* START SOURCE PASSAGE *

Implementation:Triton inference server Server GenQaSequenceModels
| Knowledge Sources | |
|---|---|
| Domains | Testing, Model_Generation |
| Last Updated | 2026-02-13 17:00 GMT |
Overview
Generates sequence batching test models that accumulate values across inference steps within a sequence.
Description
The `gen_qa_sequence_models.py` script produces models configured with Triton's sequence batcher, which groups inference requests by sequence ID and routes them to the same model instance. The generated models accept a value input along with sequence control signals (start, end, ready, correlation ID) and accumulate the input values across the sequence, enabling tests to verify that Triton correctly maintains per-sequence state. Models are generated for TensorRT, ONNX, TensorFlow, TorchScript, and OpenVINO backends, each implementing the accumulation logic natively.

* END SOURCE PASSAGE *

# WHAT THE TASK ASKS
Reproduce the entire Triton sequence model generator page word for word. The records have no connection to the text above.

* START INFORMATION GIVEN *

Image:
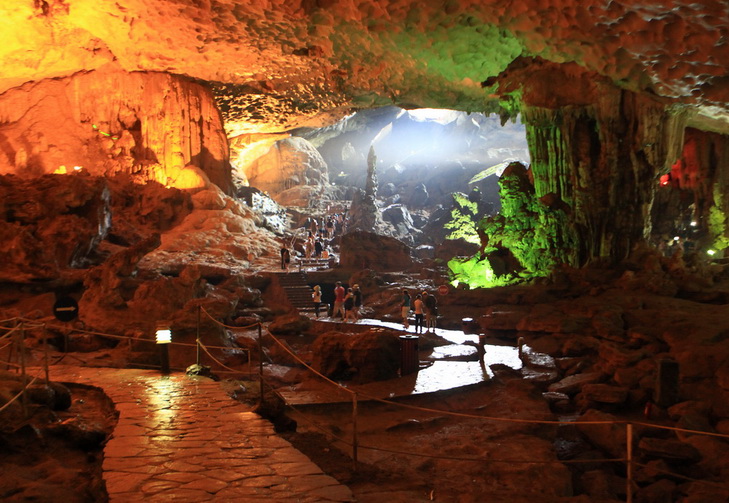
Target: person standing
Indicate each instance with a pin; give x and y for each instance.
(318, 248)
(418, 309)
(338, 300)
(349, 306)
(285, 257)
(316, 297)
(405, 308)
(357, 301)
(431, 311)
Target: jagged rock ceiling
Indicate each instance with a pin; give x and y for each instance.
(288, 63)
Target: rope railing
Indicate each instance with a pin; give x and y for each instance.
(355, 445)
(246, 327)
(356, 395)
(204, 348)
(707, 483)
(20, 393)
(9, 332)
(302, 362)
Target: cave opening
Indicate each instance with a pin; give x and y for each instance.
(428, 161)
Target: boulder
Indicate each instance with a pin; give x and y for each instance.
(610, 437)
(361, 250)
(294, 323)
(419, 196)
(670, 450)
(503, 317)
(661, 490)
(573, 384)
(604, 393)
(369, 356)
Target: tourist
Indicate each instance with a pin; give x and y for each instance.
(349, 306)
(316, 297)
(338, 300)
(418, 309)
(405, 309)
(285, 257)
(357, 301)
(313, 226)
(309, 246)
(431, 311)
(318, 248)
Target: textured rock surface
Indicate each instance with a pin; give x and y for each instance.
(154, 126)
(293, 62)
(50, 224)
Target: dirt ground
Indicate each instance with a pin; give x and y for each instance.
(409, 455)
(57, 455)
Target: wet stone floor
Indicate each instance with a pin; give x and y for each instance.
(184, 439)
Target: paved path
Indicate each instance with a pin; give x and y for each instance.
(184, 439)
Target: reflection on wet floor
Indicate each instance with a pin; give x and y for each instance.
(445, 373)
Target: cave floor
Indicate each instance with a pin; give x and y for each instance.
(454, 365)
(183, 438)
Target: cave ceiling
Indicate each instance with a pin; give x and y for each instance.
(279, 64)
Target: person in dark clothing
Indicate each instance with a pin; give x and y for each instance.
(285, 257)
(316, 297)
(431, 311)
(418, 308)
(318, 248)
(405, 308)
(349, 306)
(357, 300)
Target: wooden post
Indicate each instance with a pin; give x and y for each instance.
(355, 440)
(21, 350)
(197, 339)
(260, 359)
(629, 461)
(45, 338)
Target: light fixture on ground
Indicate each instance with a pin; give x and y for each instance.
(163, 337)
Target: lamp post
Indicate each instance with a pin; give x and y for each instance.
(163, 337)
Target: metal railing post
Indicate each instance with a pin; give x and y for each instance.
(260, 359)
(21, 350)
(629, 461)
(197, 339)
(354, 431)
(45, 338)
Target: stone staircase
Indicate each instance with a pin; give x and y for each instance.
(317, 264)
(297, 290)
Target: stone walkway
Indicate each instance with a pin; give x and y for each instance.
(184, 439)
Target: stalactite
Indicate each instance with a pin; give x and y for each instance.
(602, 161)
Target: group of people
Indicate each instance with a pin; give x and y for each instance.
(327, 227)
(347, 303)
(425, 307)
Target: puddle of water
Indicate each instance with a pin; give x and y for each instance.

* END INFORMATION GIVEN *

# SOLUTION FOR THIS PROBLEM
Implementation:Triton inference server Server GenQaSequenceModels
| Knowledge Sources | |
|---|---|
| Domains | Testing, Model_Generation |
| Last Updated | 2026-02-13 17:00 GMT |
Overview
Generates sequence batching test models that accumulate values across inference steps within a sequence.
Description
The `gen_qa_sequence_models.py` script produces models configured with Triton's sequence batcher, which groups inference requests by sequence ID and routes them to the same model instance. The generated models accept a value input along with sequence control signals (start, end, ready, correlation ID) and accumulate the input values across the sequence, enabling tests to verify that Triton correctly maintains per-sequence state. Models are generated for TensorRT, ONNX, TensorFlow, TorchScript, and OpenVINO backends, each implementing the accumulation logic natively.